**Challenge:** Please rewrite the entries below, replacing "integers only" with "whole numbers only" everywhere it occurs and leaving everything else unchanged.
[START OF Information provided]
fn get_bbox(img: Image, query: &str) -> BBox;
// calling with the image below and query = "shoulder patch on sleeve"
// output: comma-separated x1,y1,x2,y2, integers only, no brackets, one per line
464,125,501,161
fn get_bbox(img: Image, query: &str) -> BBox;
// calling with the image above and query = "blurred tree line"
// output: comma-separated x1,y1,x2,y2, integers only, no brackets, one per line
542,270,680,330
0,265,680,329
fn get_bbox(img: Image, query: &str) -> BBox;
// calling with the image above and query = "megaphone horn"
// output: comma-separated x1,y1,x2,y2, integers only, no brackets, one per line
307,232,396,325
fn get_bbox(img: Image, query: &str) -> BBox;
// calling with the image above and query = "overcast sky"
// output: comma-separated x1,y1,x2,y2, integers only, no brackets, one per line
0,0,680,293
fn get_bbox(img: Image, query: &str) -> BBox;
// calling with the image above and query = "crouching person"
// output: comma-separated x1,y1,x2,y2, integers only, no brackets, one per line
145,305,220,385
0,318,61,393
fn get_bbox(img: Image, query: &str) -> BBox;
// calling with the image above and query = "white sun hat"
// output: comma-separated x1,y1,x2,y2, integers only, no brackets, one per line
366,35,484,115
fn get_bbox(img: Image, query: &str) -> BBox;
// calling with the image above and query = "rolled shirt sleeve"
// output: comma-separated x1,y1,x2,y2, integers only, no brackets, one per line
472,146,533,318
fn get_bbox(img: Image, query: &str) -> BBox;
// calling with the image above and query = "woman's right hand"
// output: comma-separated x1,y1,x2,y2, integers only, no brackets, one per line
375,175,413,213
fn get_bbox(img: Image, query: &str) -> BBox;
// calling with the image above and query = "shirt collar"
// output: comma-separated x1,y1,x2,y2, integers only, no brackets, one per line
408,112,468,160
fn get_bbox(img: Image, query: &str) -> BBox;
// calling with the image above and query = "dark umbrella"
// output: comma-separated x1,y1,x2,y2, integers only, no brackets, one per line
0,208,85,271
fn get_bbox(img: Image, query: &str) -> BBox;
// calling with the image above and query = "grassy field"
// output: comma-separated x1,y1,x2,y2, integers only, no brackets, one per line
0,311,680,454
[END OF Information provided]
**Written response:**
fn get_bbox(img: Image, query: &str) -> BBox;
// calling with the image below and query = "shoulder patch on sleeve"
// output: comma-separated x1,y1,x2,y2, whole numbers only, no brackets, one per line
464,125,501,161
fn get_bbox(img: Image, query: &str) -> BBox;
// calling with the image above and query = "blurred tree line"
// output: comma-separated x1,y1,x2,y2, whole numbers only, no brackets, one per line
542,270,680,330
0,265,680,329
fn get_bbox(img: Image, query: &str) -> BBox;
// calling with the image above and query = "megaphone horn"
// output: comma-separated x1,y1,x2,y2, whole numbers only, no brackets, one per line
307,232,396,325
fn get_bbox(img: Image, query: &str) -> BBox;
// calling with the image above and query = "overcast sky"
// output: comma-separated x1,y1,x2,y2, whole numbers only, no brackets, one per line
0,0,680,293
fn get_bbox(img: Image, query: &str) -> BBox;
// calling with the image above and query = "crouching person"
// output: comma-separated x1,y1,x2,y2, whole numbers only, no brackets, one per line
145,305,220,385
0,318,61,393
fn get_bbox(img: Image, query: &str) -> BBox;
// calling with the image above and query = "white sun hat"
// output: comma-separated x1,y1,x2,y2, whole numbers only, no brackets, one per line
366,35,484,115
fn get_bbox(img: Image, query: &str) -> BBox;
// calling with the image above and query = "rolled shirt sleeve"
// output: comma-separated x1,y1,x2,y2, whole numbers only, no brackets, one per line
472,146,533,318
fn get_bbox(img: Image, query: &str) -> BBox;
// calling with the image above and query = "woman's right hand"
// output: comma-separated x1,y1,x2,y2, whole numbers only, no brackets, one per line
375,175,413,213
fn get_bbox(img: Image, query: &str) -> BBox;
// calling with the image above and query = "shirt collar"
// output: comma-separated x1,y1,x2,y2, whole numbers only, no brackets, one per line
408,112,468,160
fn get_bbox(img: Image, query: &str) -> BBox;
// calling with the image above and query = "dark umbrella"
// output: comma-separated x1,y1,x2,y2, whole numbers only, no brackets, one per line
0,208,85,271
fn get_bbox(img: Image, query: &str) -> BBox;
// calling with the image above and query = "grassy field"
// output: comma-separated x1,y1,x2,y2, whole numbers only, no brackets, one per line
0,311,680,454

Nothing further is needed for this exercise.